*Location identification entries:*

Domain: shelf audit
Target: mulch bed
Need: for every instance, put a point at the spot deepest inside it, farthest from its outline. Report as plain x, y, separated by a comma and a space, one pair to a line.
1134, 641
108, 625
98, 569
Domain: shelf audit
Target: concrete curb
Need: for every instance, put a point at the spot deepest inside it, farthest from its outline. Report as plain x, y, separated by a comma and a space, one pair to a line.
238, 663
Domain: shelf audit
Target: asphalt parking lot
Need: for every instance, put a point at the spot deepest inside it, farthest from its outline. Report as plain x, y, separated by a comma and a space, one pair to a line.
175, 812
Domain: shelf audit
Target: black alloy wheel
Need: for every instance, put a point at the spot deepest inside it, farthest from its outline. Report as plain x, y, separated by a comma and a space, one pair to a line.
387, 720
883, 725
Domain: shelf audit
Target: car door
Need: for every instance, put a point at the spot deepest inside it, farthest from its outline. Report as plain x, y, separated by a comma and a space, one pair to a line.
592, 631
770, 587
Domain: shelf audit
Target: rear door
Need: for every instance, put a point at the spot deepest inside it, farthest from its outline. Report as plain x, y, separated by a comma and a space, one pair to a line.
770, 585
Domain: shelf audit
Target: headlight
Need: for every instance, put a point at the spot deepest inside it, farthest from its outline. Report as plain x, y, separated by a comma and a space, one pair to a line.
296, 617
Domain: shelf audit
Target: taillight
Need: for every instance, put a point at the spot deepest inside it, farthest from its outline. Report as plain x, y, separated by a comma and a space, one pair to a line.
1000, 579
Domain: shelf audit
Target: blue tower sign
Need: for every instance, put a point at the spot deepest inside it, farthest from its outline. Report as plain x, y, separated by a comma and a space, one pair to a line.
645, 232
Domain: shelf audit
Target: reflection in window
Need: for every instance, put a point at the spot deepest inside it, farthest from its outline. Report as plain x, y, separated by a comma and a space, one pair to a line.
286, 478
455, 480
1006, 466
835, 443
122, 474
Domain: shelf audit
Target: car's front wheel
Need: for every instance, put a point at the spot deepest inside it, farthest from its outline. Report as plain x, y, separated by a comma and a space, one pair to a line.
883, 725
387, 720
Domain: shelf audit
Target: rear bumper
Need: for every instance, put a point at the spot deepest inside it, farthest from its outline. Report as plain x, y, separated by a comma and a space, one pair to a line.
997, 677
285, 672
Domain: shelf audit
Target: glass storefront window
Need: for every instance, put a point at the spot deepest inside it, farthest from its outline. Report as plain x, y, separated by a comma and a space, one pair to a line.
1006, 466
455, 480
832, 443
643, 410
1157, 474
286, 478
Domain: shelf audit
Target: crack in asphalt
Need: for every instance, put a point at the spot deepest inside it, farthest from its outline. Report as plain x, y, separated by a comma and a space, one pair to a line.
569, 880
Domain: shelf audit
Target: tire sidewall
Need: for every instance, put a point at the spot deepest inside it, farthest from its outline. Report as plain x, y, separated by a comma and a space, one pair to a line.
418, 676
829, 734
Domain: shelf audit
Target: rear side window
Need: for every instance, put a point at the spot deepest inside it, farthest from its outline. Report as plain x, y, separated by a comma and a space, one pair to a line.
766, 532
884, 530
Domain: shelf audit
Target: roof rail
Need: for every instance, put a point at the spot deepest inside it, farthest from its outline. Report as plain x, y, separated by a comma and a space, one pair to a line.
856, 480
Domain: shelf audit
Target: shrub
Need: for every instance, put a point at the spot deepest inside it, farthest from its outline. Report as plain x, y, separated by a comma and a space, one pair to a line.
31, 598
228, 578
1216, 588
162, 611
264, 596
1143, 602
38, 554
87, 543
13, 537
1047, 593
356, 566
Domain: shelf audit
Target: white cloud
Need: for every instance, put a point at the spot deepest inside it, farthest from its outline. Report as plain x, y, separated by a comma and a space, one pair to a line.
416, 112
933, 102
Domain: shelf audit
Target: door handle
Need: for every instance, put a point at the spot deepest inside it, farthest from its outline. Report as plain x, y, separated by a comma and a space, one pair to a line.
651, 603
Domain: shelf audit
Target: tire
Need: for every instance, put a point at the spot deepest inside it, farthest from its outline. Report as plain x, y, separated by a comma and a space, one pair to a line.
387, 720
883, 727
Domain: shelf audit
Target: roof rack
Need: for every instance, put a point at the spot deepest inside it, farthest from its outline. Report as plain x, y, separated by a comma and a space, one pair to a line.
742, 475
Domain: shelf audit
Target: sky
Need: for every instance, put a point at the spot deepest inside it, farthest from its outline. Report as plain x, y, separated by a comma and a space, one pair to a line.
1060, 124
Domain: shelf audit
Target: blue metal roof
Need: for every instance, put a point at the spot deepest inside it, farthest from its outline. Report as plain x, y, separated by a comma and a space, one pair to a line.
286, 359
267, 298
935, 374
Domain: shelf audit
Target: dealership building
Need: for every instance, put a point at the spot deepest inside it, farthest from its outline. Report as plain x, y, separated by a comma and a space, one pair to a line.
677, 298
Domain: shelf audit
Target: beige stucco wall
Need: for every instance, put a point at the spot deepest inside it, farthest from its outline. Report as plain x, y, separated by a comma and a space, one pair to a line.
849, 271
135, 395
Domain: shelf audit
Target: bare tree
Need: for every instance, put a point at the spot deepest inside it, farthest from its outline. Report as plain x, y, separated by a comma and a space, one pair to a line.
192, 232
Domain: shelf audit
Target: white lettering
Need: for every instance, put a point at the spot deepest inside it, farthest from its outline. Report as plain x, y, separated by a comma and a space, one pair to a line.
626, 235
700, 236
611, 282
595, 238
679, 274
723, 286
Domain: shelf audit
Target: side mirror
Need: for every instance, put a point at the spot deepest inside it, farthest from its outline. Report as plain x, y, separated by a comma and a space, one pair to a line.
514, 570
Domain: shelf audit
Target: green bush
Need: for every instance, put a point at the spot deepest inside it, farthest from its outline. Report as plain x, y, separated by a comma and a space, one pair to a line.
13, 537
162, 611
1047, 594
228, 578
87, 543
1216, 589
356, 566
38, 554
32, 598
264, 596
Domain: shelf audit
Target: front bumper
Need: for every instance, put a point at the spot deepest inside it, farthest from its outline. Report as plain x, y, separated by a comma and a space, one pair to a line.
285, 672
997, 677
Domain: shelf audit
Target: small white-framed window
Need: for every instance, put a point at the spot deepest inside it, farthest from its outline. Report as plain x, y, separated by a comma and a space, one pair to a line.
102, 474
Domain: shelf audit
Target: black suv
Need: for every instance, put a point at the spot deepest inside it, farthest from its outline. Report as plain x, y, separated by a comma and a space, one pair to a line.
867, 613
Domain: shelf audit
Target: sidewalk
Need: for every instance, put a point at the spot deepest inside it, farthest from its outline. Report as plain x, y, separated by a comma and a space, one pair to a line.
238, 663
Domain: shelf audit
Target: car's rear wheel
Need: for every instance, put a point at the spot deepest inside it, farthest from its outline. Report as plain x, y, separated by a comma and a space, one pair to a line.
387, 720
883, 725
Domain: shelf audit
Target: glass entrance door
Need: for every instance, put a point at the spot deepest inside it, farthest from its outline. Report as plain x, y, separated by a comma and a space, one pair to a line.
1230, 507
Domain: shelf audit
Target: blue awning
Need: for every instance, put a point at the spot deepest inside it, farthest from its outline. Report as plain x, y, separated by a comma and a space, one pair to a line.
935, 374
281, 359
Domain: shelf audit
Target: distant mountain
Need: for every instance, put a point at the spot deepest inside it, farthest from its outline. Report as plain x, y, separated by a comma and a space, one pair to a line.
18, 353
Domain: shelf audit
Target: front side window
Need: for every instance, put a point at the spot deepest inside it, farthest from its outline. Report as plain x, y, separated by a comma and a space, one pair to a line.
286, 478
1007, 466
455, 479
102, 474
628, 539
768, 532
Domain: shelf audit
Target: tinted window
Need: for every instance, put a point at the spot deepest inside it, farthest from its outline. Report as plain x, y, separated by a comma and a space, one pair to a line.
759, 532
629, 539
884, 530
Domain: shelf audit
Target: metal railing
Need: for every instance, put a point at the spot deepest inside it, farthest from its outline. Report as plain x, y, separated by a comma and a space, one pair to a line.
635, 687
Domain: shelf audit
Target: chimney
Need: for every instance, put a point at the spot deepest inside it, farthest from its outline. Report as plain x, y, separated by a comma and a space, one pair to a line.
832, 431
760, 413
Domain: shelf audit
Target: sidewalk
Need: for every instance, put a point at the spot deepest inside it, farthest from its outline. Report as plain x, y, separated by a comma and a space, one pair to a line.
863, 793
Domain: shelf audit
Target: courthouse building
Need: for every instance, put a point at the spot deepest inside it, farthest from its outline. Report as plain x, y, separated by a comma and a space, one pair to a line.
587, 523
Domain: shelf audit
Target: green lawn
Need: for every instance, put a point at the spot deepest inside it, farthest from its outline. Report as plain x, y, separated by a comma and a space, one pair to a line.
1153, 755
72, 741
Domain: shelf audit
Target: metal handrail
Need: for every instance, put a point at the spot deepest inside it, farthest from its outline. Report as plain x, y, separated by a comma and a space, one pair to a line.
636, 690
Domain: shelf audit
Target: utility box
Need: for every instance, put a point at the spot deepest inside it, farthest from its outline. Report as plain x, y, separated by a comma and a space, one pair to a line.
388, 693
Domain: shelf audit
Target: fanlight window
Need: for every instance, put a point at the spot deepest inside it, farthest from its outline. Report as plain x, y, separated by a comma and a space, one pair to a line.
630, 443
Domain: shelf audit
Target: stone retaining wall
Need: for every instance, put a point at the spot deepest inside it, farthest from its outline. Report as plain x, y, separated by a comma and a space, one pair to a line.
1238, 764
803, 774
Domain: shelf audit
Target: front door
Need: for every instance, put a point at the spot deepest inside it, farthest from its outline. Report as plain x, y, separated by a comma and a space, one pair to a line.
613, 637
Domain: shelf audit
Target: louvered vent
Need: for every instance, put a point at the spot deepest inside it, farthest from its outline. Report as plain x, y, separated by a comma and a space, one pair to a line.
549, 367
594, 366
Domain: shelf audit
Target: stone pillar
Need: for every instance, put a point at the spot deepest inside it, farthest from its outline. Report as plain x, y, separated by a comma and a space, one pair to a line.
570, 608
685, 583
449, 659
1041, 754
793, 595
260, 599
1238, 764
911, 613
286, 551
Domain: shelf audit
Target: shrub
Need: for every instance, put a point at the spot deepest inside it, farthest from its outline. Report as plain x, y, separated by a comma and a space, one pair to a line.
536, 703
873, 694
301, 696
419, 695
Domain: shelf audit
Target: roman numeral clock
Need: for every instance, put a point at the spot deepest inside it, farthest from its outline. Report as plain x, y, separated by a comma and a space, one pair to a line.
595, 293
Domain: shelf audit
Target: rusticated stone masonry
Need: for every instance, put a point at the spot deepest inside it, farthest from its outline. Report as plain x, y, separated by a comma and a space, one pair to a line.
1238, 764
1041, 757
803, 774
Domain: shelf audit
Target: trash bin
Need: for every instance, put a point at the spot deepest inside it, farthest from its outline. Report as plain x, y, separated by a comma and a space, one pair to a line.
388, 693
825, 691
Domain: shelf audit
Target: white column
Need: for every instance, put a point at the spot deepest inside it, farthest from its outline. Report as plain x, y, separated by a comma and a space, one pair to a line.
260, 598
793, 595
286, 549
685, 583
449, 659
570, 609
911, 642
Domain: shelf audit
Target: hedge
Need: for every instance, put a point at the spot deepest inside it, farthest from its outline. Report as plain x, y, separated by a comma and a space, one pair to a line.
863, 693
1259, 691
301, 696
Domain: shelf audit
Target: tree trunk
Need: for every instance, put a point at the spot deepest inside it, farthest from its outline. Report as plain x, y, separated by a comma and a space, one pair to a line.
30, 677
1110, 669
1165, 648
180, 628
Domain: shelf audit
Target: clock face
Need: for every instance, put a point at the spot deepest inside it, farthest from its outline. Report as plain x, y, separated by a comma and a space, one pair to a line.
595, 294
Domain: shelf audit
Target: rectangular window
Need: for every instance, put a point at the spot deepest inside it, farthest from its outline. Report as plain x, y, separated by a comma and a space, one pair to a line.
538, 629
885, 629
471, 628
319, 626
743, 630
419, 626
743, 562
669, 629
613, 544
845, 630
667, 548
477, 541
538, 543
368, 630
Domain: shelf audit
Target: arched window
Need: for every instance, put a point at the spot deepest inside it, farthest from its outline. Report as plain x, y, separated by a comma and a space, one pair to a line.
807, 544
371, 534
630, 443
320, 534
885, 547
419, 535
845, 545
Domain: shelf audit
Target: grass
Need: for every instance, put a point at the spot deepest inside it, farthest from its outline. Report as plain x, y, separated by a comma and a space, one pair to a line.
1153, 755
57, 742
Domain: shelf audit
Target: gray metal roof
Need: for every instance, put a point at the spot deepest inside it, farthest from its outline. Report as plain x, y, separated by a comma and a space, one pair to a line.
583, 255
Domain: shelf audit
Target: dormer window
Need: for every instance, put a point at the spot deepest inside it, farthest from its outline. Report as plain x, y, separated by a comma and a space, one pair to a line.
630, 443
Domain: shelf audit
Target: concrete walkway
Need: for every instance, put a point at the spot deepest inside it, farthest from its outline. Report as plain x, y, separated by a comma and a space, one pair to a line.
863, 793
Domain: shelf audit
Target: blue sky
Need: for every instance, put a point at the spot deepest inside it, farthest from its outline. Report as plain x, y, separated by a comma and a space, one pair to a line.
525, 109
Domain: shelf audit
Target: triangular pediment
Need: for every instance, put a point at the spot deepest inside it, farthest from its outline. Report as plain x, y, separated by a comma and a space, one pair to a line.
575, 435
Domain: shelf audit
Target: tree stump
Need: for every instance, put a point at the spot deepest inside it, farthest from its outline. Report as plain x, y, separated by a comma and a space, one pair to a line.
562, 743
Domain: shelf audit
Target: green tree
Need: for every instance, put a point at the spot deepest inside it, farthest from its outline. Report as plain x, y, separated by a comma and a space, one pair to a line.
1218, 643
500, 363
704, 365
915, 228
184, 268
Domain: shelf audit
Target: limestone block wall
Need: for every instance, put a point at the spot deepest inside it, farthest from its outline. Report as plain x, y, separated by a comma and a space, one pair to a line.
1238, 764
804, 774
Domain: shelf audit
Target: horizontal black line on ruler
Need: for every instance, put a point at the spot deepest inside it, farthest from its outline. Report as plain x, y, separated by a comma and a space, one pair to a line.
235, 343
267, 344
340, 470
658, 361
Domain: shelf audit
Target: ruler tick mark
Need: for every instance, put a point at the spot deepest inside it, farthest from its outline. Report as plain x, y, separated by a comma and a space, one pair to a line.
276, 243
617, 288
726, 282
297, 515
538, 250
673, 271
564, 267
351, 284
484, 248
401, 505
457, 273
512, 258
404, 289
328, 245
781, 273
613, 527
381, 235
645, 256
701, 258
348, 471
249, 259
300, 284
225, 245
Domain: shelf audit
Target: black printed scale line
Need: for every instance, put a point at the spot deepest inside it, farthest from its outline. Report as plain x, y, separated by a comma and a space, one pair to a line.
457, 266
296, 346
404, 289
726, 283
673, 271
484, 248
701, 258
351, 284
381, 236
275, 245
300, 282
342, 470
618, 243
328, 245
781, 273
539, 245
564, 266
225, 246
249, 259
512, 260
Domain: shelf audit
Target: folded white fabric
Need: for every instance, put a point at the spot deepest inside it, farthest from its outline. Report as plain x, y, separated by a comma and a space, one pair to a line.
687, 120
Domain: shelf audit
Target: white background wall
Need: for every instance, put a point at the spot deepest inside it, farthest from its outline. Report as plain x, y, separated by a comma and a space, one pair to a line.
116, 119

*DIRECTIONS FOR THIS TASK:* Collect each line of the records above that contains the word "bumper" and copy it whole.

*RESULT:*
Target: rear bumper
Target: front bumper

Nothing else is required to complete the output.